Problem details: Reproduce the listing below verbatim, line by line, with no changes of any kind.
--- Record list ---
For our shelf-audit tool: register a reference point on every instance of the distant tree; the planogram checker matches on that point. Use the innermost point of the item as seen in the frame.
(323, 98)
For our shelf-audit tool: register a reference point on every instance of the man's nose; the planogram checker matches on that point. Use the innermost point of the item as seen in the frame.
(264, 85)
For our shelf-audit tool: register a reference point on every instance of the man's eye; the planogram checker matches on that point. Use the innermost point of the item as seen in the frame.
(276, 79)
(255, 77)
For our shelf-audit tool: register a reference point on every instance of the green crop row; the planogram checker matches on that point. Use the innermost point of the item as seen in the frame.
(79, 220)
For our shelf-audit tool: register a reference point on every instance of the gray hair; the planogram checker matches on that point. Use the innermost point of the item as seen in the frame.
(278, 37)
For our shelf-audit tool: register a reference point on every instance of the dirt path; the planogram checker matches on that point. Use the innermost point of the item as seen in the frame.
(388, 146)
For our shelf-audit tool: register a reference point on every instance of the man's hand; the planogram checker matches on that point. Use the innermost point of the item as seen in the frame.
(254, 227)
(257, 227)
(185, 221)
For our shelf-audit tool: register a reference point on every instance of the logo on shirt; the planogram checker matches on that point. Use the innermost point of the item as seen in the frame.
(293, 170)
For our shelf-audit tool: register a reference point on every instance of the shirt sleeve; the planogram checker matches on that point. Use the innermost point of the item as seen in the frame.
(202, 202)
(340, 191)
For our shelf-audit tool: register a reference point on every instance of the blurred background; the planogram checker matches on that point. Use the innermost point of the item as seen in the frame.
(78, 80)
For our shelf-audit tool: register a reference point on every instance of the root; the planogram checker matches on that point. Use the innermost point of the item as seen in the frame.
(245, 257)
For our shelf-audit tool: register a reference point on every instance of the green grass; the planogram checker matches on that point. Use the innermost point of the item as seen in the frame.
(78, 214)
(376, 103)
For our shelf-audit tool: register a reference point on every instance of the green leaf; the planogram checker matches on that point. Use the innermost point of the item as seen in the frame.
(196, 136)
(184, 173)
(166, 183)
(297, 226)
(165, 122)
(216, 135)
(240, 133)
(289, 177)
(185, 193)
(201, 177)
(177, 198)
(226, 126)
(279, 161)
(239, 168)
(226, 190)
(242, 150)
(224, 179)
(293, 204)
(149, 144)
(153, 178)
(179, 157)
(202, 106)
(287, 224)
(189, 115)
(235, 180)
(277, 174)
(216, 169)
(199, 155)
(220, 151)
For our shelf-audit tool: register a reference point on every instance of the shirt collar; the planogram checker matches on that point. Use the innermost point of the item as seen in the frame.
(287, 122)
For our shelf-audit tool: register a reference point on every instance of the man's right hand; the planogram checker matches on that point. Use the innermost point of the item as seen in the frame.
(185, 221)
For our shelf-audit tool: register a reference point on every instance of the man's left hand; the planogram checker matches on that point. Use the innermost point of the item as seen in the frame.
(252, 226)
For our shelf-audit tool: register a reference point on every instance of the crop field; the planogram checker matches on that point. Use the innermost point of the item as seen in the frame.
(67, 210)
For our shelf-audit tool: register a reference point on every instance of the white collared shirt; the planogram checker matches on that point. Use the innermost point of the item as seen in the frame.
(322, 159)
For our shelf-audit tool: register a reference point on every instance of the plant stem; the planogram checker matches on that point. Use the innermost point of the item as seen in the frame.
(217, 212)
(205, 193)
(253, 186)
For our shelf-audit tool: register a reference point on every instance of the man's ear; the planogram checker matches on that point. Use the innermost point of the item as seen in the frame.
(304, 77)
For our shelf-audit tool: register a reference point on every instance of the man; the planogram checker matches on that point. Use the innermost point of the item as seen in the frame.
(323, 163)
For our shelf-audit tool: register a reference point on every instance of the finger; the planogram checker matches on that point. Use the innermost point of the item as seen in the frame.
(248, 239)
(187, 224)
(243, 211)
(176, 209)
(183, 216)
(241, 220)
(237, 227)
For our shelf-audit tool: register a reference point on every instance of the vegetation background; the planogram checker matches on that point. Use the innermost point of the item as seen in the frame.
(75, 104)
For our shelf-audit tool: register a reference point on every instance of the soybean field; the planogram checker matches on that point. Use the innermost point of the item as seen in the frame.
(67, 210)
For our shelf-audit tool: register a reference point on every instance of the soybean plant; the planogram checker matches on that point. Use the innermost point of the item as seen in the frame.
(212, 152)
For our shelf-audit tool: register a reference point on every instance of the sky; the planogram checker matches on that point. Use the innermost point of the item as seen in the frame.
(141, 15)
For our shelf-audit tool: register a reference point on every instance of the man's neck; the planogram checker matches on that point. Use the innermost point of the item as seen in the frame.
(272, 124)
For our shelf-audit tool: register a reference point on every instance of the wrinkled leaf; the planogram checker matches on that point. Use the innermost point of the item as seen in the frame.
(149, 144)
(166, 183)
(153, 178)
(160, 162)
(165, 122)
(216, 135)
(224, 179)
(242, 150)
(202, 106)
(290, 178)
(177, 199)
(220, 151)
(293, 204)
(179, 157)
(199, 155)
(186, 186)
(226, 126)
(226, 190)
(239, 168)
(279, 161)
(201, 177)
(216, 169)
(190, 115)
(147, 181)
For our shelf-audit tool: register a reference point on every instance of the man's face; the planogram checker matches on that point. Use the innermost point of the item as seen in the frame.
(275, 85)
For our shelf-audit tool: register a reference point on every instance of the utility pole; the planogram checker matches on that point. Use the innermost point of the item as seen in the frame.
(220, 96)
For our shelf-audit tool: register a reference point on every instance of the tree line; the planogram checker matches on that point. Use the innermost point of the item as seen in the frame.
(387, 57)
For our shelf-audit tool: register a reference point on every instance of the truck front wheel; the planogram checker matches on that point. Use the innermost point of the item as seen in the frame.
---
Written solution:
For our shelf-audit tool: register a reference point on every instance of the distant tree; the planogram checker matches on that point. Use the innermost point of the item as seen in the frame.
(323, 98)
For our shelf-audit tool: register a reference point on every instance of the man's nose; the planogram checker matches on that point. Use the innermost point of the item as seen in the frame.
(264, 85)
For our shelf-audit tool: register a reference point on every instance of the man's eye; the planogram checker matches on that point. Use the innermost point of the item as seen in the frame.
(276, 79)
(255, 77)
For our shelf-audit tool: register a reference point on every instance of the green crop row; the planogram checker matches on that point. Use the innermost point of the item as seen in the frame.
(79, 220)
For our shelf-audit tool: register a reference point on every instance of the gray hair; the planogram checker matches on that point. Use the innermost point of the item as seen in the frame.
(278, 37)
For our shelf-audit tool: register a reference point on every instance of the dirt path; the planogram checker matches on that point. Use the innermost point of the item as seen in the frame.
(388, 146)
For our shelf-audit tool: register a reference point on every instance of the man's hand; the planogram checker matches on that point. Use the innermost point of the item as seen in the frame.
(254, 227)
(257, 227)
(185, 221)
For our shelf-audit tool: register a reference point on every instance of the logo on shirt; the planogram checker matches on that point. Use the innermost point of the item as seen in the frame.
(293, 170)
For our shelf-audit tool: register a reference point on every instance of the shirt sleeve; the planogram checker matches on that point. Use the innermost point of the item as seen in the frame.
(202, 202)
(340, 191)
For our shelf-audit tool: register a reference point on every instance of the blurred background; the planogram checker matches on that point. Use the innermost point of the item as seen in the frame.
(78, 80)
For our shelf-audit tool: register a reference point on every instance of the root; the planogram checker matches on that point. Use the innermost point of the item as seen in the frame.
(245, 257)
For our shelf-audit tool: register a reference point on every instance of the green grass; the planogram checker matches on that point. Use the innermost point of the item as seen in the frame.
(78, 214)
(376, 103)
For our shelf-audit tool: register a reference point on every instance of the green leaf; the planogram checker matches on that point. Use the innermost point of the item as seen in the frame.
(196, 136)
(184, 173)
(166, 183)
(297, 226)
(165, 122)
(216, 135)
(240, 133)
(289, 177)
(185, 193)
(201, 177)
(177, 198)
(226, 126)
(279, 161)
(239, 168)
(226, 190)
(242, 150)
(224, 179)
(293, 204)
(149, 144)
(153, 178)
(179, 157)
(202, 106)
(287, 224)
(189, 115)
(235, 180)
(277, 174)
(216, 169)
(199, 155)
(220, 151)
For our shelf-audit tool: register a reference point on every instance of the shirt collar; the planogram checker matches on that point. Use the innermost point of the item as seen in the frame.
(287, 122)
For our shelf-audit tool: register a reference point on every instance of the man's right hand; the planogram checker matches on that point. Use the innermost point of the item as seen in the frame.
(185, 221)
For our shelf-audit tool: register a reference point on every instance of the man's left hand; the planogram checker matches on that point. Use the innermost point of the item as seen in the frame.
(252, 226)
For our shelf-audit tool: register a reference point on every instance of the crop field; the planogram checker matches on that point. Use the innermost point of the item as seen in the frame.
(67, 210)
For our shelf-audit tool: register a reference point on every instance of the white collared shirt; the planogram checker matches on that point. Use the innermost point of the item as seen in the frame.
(322, 159)
For our shelf-audit tool: register a reference point on every instance of the plant stem; the planogram checker matches on that point. Use the innermost point of the item as seen in the frame.
(217, 212)
(205, 193)
(253, 186)
For our shelf-audit tool: register a reference point on every instance of the man's ear; the planogram checker matches on that point. Use the innermost point of the item as seen in the frame.
(304, 77)
For our shelf-audit tool: register a reference point on every instance of the man; the planogram checker matches on that point. Use the innermost point of the item as seen in the frame.
(323, 163)
For our shelf-audit tool: register a reference point on every instance of the finger; the planogram checker matches on that point. Use the innermost point of the item as seen in the frame.
(248, 239)
(187, 224)
(243, 211)
(176, 209)
(183, 216)
(241, 220)
(237, 227)
For our shelf-audit tool: register a reference point on every instance of the vegetation background; the planogram checker matches on that point. Use the innermost point of the item as seen in the frame.
(75, 104)
For our shelf-audit tool: register a reference point on every instance of the soybean field; the planogram checker matches on that point. Use the innermost point of the item as seen in the frame.
(67, 210)
For our shelf-audit tool: register a reference point on every instance of the soybean plant; the planogram checker matches on that point. Use the innermost point of the item as seen in the frame.
(212, 152)
For our shelf-audit tool: register a reference point on every instance of the sky; the planogram checker matches on that point. Use the innermost point of the item as seen in the frame.
(141, 15)
For our shelf-audit tool: register a reference point on every instance of the man's neck; the planogram checker matches on that point. Use the innermost point of the item as seen in the frame.
(272, 124)
For our shelf-audit tool: register a reference point on every instance of the wrinkled leaf; the planogram checker matches on that point. Use the innermost point of the item as seen in the frame.
(149, 144)
(166, 183)
(153, 178)
(160, 162)
(165, 122)
(216, 135)
(224, 179)
(242, 150)
(202, 106)
(290, 178)
(177, 199)
(220, 151)
(293, 204)
(179, 157)
(199, 155)
(186, 186)
(226, 126)
(226, 190)
(239, 168)
(279, 161)
(201, 177)
(216, 169)
(190, 115)
(147, 181)
For our shelf-audit tool: register a reference point on every instance of the man's face; the planogram checker matches on that point. Use the innermost point of the item as seen in the frame.
(275, 85)
For our shelf-audit tool: register a reference point on every instance of the utility pole; the planogram checker matches on that point. Use the innermost point of the item as seen in the frame.
(220, 96)
For our shelf-audit tool: register a reference point on every instance of the tree line; the planogram checker matches on that point. Use the innermost point of the item as seen in the frame.
(387, 57)
For our shelf-audit tool: register a reference point on every instance of the truck front wheel; the planogram checker matches on that point. Use the innermost point of the item as seen in the frame.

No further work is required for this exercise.